### Provided text
+++
The path \(P\) is itself a simplicial complex, and by our assumption that \(B\) is the first added triangle that violates shellability, \(P\) is shellable. As stated above, shellability gives us some nice properties, and in this case, it lets us prove that \(P\) is contractible. Contractibility roughly means we can deform it into a point, or into other contractible shapes like a simple curve. Below is an example of how we can deform a path of triangles into a piecewise linear curve. Similarly, the single triangle \(B\) can also be deformed to a line. The intersection of \(B\) and \(P\) is a line segment and a point, which deforms to two points. And the whole icosahedron can be deformed into a sphere. Visualizing all of this, we're basically creating a loop on the surface of the d20 at exactly the moment that \(B\) is added to \(P\). This loop cuts the sphere into two hemispheres, with \(X\) on one hemisphere and \(Y\) on the other. If we want to continue adding triangles to \(P\), we would either have to choose \(X\) or \(Y\), after which the other is unreachable. This means that \(P\) cannot be extended to a spindown order on the whole d20, which contradicts our initial assumption. Therefore all spindown orders must be shelling orders. We started with the assumption that \(C\) and \(D\) were both part of \(P\), but the same topological reasoning works if only one of them is part of \(P\). This begs the question: if we generalize the concept of "spindown order" to other simplicial complexes, are spindown orders always shelling orders? The answer to this is "no", and a counterexample is a fairly simple triangulation of a square. Illustrated below are examples of a spindown order that isn't a shelling order, and also a shelling order that is not a spindown order. In the above, the ordering on the left hand side isn't a spindown order, since consecutive numbers aren't edge adjacent (for example, 12 and 13). The right hand side isn't shellable because when we attach triangle 14, it intersects with the rest of the complex at the red vertex.

The difference between this complex, versus the d20, is that in the above spindown order, we're able to trace along the boundary of the square when we create a loop, so we aren't actually separating the remaining space into two disconnected regions by attaching along a vertex. We can't do this with a sphere since it has no boundary.
+++
### Task requirements
From the passage on spindown and shelling orders, write out the part starting with "The difference between" and going on through "has no boundary." word for word.

### Input data
+++
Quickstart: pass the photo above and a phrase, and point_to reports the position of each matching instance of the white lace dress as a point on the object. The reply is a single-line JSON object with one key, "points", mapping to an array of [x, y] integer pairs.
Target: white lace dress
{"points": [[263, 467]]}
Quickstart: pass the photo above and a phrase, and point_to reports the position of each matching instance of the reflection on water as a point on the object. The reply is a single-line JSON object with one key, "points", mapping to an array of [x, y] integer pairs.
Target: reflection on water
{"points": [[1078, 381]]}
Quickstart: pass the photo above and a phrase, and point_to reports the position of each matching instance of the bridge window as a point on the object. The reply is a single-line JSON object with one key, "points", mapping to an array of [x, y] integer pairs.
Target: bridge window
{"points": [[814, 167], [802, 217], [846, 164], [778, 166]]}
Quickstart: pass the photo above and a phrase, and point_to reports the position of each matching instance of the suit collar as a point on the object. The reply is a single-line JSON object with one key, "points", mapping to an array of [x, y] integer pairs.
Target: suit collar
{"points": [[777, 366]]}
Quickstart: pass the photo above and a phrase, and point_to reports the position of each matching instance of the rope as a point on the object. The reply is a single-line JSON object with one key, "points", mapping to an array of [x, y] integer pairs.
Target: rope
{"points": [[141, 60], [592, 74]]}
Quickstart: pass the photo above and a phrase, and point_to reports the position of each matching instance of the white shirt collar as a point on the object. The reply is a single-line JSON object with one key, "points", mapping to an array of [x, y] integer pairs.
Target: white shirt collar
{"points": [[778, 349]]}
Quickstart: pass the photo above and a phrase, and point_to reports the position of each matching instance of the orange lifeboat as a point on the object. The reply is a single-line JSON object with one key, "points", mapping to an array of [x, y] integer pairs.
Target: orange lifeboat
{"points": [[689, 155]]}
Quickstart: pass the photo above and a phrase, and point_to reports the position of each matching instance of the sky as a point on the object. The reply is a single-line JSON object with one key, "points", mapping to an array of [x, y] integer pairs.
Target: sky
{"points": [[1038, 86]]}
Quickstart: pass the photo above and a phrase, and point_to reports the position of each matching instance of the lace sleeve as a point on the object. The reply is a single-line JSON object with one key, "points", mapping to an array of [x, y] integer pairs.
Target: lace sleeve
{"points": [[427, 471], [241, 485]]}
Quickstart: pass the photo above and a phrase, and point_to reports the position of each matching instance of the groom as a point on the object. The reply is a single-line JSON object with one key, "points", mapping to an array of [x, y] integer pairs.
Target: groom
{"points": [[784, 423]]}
+++
### Answer space
The difference between this complex, versus the d20, is that in the above spindown order, we're able to trace along the boundary of the square when we create a loop, so we aren't actually separating the remaining space into two disconnected regions by attaching along a vertex. We can't do this with a sphere since it has no boundary.